▸ **Exercise goal**:
Transcribe the data underneath exactly, keeping every word in place.
[The records — start]
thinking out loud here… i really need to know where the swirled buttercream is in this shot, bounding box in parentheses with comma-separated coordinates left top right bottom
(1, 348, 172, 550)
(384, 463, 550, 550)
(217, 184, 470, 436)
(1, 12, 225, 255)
[The records — finish]
▸ **Exercise result**:
thinking out loud here… i really need to know where the swirled buttercream is in this shot, bounding box in parentheses with comma-separated coordinates left top right bottom
(1, 348, 172, 550)
(384, 463, 550, 550)
(217, 184, 470, 436)
(1, 12, 225, 255)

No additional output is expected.